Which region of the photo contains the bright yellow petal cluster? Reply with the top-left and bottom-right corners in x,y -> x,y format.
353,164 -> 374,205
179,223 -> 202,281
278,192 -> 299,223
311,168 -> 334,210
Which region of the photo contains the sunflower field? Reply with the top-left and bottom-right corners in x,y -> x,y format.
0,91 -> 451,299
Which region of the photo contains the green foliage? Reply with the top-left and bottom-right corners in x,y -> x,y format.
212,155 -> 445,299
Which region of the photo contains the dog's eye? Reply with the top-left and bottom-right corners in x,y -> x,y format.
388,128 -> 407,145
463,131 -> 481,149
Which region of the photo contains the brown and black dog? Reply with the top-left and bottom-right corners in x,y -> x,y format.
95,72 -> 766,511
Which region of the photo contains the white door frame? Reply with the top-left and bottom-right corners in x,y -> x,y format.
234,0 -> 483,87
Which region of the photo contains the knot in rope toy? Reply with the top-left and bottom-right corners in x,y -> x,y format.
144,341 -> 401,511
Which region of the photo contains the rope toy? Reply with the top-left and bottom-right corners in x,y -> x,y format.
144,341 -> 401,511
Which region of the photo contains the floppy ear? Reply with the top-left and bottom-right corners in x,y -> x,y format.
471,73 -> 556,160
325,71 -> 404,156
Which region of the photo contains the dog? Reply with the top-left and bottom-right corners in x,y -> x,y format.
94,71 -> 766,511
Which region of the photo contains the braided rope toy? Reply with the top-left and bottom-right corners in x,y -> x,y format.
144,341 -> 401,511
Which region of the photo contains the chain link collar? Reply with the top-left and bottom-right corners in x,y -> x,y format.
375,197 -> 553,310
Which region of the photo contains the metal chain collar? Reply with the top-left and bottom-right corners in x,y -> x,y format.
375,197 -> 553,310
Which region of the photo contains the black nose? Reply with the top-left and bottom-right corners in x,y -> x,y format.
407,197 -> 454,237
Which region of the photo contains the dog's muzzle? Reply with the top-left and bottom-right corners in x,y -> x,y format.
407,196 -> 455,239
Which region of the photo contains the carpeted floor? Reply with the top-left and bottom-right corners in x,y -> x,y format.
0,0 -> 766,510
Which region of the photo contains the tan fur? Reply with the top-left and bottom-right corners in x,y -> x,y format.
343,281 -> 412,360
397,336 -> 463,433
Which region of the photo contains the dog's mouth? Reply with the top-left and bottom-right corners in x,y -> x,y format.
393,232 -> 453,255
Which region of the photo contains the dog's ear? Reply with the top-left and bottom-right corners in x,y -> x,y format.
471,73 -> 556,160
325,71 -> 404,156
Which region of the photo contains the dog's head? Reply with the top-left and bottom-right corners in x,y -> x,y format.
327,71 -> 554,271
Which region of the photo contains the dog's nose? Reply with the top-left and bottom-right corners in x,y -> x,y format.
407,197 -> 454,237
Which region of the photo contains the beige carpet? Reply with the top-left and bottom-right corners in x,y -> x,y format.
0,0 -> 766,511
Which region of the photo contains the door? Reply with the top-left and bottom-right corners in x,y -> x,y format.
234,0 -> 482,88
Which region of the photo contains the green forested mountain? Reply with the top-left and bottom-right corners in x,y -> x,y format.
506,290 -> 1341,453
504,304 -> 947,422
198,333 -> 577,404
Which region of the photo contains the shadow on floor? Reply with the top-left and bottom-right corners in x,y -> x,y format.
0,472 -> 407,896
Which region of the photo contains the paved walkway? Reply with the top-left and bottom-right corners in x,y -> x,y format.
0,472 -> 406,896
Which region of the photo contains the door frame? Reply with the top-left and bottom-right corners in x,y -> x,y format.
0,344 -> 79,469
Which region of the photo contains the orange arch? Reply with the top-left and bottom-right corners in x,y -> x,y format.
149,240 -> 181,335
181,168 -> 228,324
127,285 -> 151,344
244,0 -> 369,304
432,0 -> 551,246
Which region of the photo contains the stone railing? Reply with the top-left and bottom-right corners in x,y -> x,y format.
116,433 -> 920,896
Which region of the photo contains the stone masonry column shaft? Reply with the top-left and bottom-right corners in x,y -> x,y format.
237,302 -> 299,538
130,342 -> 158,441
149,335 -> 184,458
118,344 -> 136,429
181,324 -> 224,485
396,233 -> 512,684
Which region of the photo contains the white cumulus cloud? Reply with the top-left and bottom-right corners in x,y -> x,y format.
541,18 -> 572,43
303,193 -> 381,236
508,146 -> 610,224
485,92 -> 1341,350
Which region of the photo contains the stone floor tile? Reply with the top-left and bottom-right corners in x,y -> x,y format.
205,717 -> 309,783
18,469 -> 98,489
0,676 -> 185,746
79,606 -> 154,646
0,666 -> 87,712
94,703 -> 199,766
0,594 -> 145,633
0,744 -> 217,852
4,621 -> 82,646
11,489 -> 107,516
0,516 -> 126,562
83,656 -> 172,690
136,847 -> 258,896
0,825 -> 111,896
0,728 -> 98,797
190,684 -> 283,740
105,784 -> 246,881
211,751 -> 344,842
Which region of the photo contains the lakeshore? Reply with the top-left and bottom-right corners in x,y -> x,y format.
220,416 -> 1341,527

+ + +

*The task:* Rewrite the rows from the line containing "Which region of the photo contains the tan" down through the line containing "0,472 -> 406,896", replacing "tan fur" with "light brown fur" and leaving everything else unchanged.

*The output:*
Which region of the photo contains the light brown fur? Reply with the top-left and bottom-right corners in x,y -> x,y format.
343,281 -> 412,360
397,336 -> 463,433
Which region of the photo contains the dog's mouth? Reply with the top-left and bottom-right corners in x,y -> x,y format.
393,232 -> 453,255
Which region of the photo contains the dog's ear? Reply with the top-left and bottom-right corners in x,y -> x,y format.
471,73 -> 556,160
325,71 -> 404,156
Which region of the photo contains the dog's head? Reply with the top-left and bottom-right corners in x,y -> x,y format.
327,71 -> 554,271
Which region of the photo contains the dog's nose? Reply with the top-left and bottom-right corners in x,y -> x,y format.
407,197 -> 454,237
Which region of the photo contains the beige carpet? Reply with the top-left and bottom-right corners in x,y -> x,y format.
0,0 -> 766,511
Which region of the photo contains the door? Reply with the top-left and bottom-right corners in x,y -> x,y format.
234,0 -> 482,88
Which region of the photo contains the green forested mountain? Reply with the top-left and bottom-right corners in x,y -> x,y format.
506,290 -> 1341,453
504,304 -> 947,422
198,333 -> 577,404
Which region of the photo contains the shadow on floor? Reply with the top-left and bottom-right corners in x,y -> x,y format.
0,472 -> 407,896
Which region of the photo contains the paved walkway? Reply with the top-left and bottom-right corners in x,y -> x,y format.
0,472 -> 406,896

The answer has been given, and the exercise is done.